:: Exercise task 1 ::
Reproduce the passage on lobbying disclosures starting with "Perea also chowed" and going on through "GOP’s Kevin Faulconer.", changing "Republican" to "GOP".
:: Exercise task 2 ::
According to the passage on lobbying disclosures, how much did Civic San Diego pay Laing Strategic Communications?

:: Excerpted passage ::
Perea also chowed down on the utility’s tab to the tune of $109.57 at Palmieri Restaurant, which features “the best Italian cuisine in Brentwood,” according to its website. Jennifer Beall, staffer for Orange County Republican assemblyman Bill Brough, was more cowboy-minded, picking up a $125 ticket to the Rancho Mission Viejo rodeo on August 22.


Ex-SDG&E PR staffer Rachel Laing, a self-employed influence peddler who once worked as a media handler for Republican mayor Jerry Sanders, is taking cash from the taxpayers again. According to her third quarter lobbying report, the onetime Union-Tribune reporter’s Laing Strategic Communications took in $4500 from Civic San Diego, the city’s urban development arm, for “communications and stakeholder outreach services.” In August, she kicked in $700 to the mayoral re-election fund of the GOP’s Kevin Faulconer.


Lobbyist and ex-Democratic city councilman Tony Young, who is president of Faulconer’s One San Diego anti-poverty nonprofit, did well for himself this summer, according to his quarterly filing. Ygrene, a home solar-power financing outfit, paid Young’s company Civic Link Strategies $11,000 to get the city council to pass an ordinance “to include the city in a state-wide energy financing program.” He got $7000 from Zirx, an on-demand computerized car parking service. SDG&E forked over $15,000 for lobbying regarding a “climate action plan,” and the Otay Water District paid him $9000 to fight the city’s proposed rate hike for its recycled water.

:: Extracted entries ::
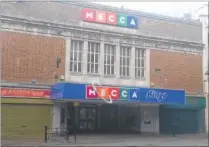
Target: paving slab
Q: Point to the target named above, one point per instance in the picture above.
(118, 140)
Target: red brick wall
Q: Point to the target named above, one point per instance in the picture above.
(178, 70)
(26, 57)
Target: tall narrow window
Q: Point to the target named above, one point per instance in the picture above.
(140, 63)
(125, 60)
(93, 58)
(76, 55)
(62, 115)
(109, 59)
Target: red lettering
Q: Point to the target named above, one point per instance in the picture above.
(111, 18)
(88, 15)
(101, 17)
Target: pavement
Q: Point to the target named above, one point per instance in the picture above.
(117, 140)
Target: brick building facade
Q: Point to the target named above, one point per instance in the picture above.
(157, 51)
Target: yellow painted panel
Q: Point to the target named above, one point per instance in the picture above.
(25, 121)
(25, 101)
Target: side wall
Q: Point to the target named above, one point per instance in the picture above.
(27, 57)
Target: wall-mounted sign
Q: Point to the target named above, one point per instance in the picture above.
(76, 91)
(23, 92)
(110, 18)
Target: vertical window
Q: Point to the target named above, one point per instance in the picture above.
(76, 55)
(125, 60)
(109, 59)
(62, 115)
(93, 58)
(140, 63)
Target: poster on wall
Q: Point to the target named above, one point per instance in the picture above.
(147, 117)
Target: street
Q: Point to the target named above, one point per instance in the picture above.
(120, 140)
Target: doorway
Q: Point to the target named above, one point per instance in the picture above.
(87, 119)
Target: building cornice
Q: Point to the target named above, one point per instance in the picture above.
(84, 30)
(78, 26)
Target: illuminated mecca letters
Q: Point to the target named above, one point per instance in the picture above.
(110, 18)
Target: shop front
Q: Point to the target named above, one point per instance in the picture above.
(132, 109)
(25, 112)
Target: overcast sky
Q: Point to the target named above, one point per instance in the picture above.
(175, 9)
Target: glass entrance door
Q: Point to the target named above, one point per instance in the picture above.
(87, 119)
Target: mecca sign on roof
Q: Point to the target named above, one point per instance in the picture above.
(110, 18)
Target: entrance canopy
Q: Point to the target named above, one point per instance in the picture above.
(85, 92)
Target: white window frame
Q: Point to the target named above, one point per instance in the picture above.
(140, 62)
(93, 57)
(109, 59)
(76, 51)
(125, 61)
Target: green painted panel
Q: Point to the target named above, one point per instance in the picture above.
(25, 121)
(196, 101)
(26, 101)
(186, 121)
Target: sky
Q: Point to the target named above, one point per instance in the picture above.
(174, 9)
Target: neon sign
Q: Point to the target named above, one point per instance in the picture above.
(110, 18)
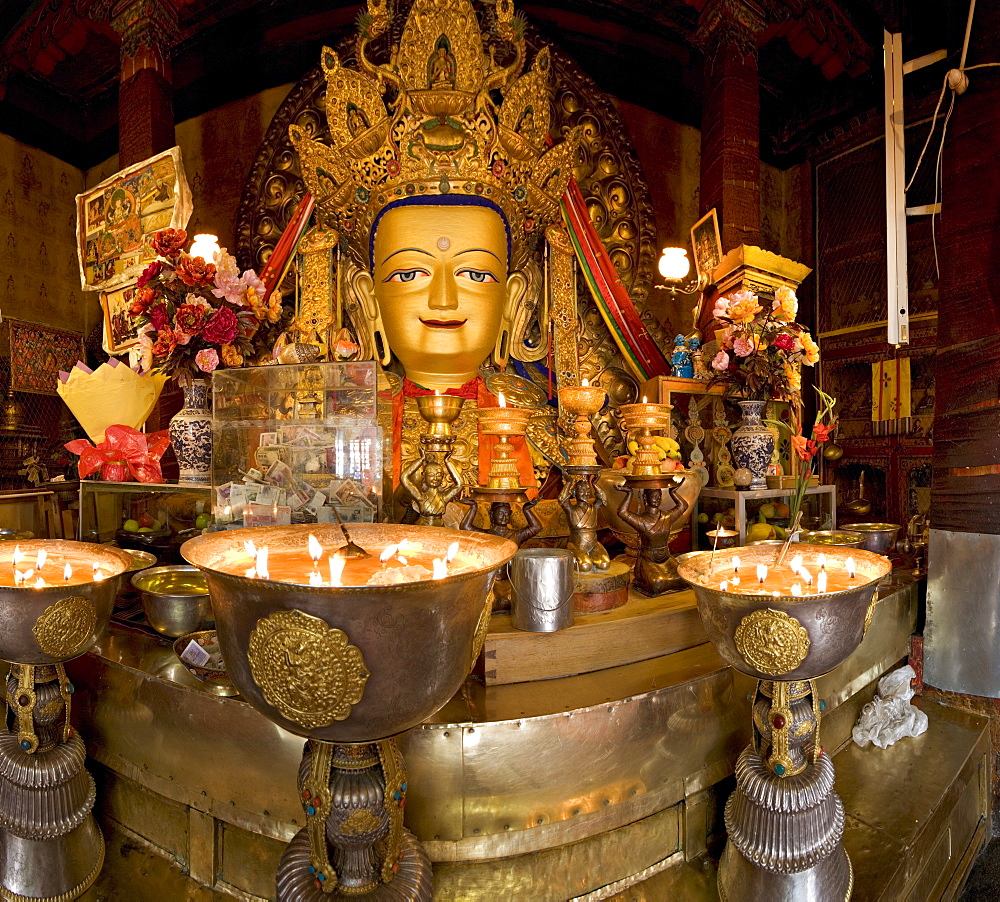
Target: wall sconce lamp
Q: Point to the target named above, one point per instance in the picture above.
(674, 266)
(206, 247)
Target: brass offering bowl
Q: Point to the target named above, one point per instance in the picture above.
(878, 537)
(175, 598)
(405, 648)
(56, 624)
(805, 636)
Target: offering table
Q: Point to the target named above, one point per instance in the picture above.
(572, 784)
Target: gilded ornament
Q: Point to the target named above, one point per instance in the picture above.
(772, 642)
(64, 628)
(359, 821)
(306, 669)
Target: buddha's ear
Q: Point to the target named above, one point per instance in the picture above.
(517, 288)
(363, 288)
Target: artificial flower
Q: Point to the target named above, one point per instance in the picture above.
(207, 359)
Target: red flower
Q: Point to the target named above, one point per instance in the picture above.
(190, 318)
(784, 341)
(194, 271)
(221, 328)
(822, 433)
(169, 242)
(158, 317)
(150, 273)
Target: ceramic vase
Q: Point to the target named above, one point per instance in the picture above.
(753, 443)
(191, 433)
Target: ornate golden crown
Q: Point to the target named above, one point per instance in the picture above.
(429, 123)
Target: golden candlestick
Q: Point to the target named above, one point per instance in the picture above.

:: Reply 1 ::
Perea also chowed down on the utility’s tab to the tune of $109.57 at Palmieri Restaurant, which features “the best Italian cuisine in Brentwood,” according to its website. Jennifer Beall, staffer for Orange County GOP assemblyman Bill Brough, was more cowboy-minded, picking up a $125 ticket to the Rancho Mission Viejo rodeo on August 22.


Ex-SDG&E PR staffer Rachel Laing, a self-employed influence peddler who once worked as a media handler for GOP mayor Jerry Sanders, is taking cash from the taxpayers again. According to her third quarter lobbying report, the onetime Union-Tribune reporter’s Laing Strategic Communications took in $4500 from Civic San Diego, the city’s urban development arm, for “communications and stakeholder outreach services.” In August, she kicked in $700 to the mayoral re-election fund of the GOP’s Kevin Faulconer.

:: Reply 2 ::
$4500